- **Exercise directions**
Reprint the whole of the data exactly.
****
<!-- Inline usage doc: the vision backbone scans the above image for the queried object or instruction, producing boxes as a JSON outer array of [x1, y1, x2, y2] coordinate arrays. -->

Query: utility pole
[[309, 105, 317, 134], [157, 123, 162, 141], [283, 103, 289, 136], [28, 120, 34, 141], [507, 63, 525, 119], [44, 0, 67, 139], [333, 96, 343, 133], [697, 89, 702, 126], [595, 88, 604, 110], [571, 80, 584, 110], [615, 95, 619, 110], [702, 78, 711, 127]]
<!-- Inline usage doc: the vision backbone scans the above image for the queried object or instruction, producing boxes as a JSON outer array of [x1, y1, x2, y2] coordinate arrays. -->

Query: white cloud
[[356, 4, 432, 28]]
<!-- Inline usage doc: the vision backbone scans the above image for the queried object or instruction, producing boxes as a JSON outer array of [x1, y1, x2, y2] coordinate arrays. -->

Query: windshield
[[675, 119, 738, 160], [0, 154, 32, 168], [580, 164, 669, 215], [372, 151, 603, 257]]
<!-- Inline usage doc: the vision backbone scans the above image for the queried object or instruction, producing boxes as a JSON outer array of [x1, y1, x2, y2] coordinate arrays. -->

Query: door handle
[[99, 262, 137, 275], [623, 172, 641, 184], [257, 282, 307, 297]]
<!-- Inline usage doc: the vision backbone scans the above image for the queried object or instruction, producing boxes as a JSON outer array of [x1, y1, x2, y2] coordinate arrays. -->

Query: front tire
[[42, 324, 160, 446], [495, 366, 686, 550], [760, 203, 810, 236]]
****
- **Your solution**
<!-- Inline usage doc: the vision backbone scans the above image for the queried object or instruction, producing boxes as a JSON outer array of [x1, y1, x2, y2] coordinate arrays. -->

Query: utility pole
[[309, 105, 317, 134], [157, 123, 162, 141], [283, 103, 289, 136], [28, 120, 34, 141], [507, 63, 525, 119], [44, 0, 67, 139], [333, 96, 343, 133], [697, 89, 702, 126], [595, 88, 604, 110], [571, 80, 584, 110], [615, 95, 619, 110], [702, 78, 711, 127]]
<!-- Inline usage doc: the vision backbone scans the above image for the queried object or instruction, producing boxes as a JSON outer array of [x1, y1, x2, y2] coordinate arrays. -->

Query: white cloud
[[356, 4, 432, 28]]
<!-- Inline usage doc: the vision backbone scans the above image for the queried object or instruction, producing boxes as a JSON outer array of [x1, y1, x2, y2] coordinate arrays. -->

Query: windshield
[[675, 119, 738, 160], [0, 154, 32, 168], [580, 164, 669, 215], [372, 151, 603, 257]]
<!-- Inline usage doc: the vision backbone scans the above image for the queried object or instruction, producing boxes as a JSON outer array of [x1, y1, x2, y2] coordinate arrays. -->

Query: door handle
[[99, 262, 137, 275], [623, 172, 641, 184], [257, 282, 307, 297]]
<!-- Inline usage doc: the vision backbone scans the above image for the queried object or instruction, producing boxes as a JSON outer array of [x1, y1, x2, y2] coordinate arrays. -->

Query: front tire
[[42, 324, 160, 446], [495, 366, 686, 550], [760, 203, 810, 236]]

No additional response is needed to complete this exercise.